== READING TEXT ==

Let E be the cylindrical frame field $E_1 = \cos\theta U_1 + \sin\theta U_2, E_2 = − \sin\theta U_1 + \cos\theta U_2, E_3 = U_3$
(a) Starting from the basic cylindrical equations $x = r \cos\theta, y = r \sin\theta, z = z$, show that the dual 1-forms are $θ_1 = dr, θ_2 = rd\theta, θ_3 = dz$.
I started by taking the derivatives of E however, I'm not sure if that's the right first step or not. Any guidance on this please? Thanks!
One way to do it is just recalling from linear algebra that the transformation between dual basis uses the inverse of the transition matrix between the original bases. Using columns whose entries are the vectors themselves requires an extra transposition. Meaning that if $$\begin{pmatrix} E_1 \\ E_2 \\ E_3 \end{pmatrix} = \begin{pmatrix} \cos \theta & \sin \theta & 0 \\ -\sin \theta & \cos \theta & 0 \\ 0 & 0 & 1\end{pmatrix}\begin{pmatrix} U_1 \\ U_2 \\ U_3 \end{pmatrix}$$then $$\begin{pmatrix} \theta_1 \\ \theta_2 \\ \theta_3 \end{pmatrix} = \left(\begin{pmatrix} \cos \theta & \sin \theta & 0 \\ -\sin \theta & \cos \theta & 0 \\ 0 & 0 & 1\end{pmatrix}^{-1}\right)^\top\begin{pmatrix} dx\\ dy \\ dz \end{pmatrix} = \begin{pmatrix} \cos \theta \,dx + \sin\theta\,dy \\ -\sin \theta\,dx + \cos \theta\,dy \\ dz \end{pmatrix}.$$For free, $\theta_3 = dz$. And sure enough, using $x = r\cos \theta$ and $y=r \sin \theta$ you get $$\begin{align} \theta_1 &= \cos\theta(\cos\theta \,dr - r\sin\theta\,d\theta) + \sin\theta(\sin\theta\,dr + r\cos\theta\,d\theta) = dr, \\ \theta_2 &= -\sin\theta(\cos\theta\,dr-r\sin\theta\,d\theta)+\cos\theta(\sin\theta\,dr+r\cos\theta\,d\theta) = r\,d\theta. \end{align}$$

===
== INFORMATION SUPPLIED ==

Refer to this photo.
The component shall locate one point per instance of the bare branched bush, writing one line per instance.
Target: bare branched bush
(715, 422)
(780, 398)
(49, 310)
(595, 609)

===
== INFORMATION SUPPLIED ==

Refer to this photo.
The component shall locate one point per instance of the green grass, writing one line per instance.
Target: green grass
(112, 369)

===

> TASK REQUIREMENTS:
1) In the cylindrical frame thread, what does the transformation between dual bases use, according to the reply?
2) Reproduce the passage of the cylindrical frame thread that begins at the words "Let E be the" and stops after "rd\theta, θ_3 = dz$.".
The listing is separate material and is not part of the cylindrical frame thread.

> RESULTS BY TASK:
1) It uses the inverse of the transition matrix between the original bases.

2)
Let E be the cylindrical frame field $E_1 = \cos\theta U_1 + \sin\theta U_2, E_2 = − \sin\theta U_1 + \cos\theta U_2, E_3 = U_3$
(a) Starting from the basic cylindrical equations $x = r \cos\theta, y = r \sin\theta, z = z$, show that the dual 1-forms are $θ_1 = dr, θ_2 = rd\theta, θ_3 = dz$.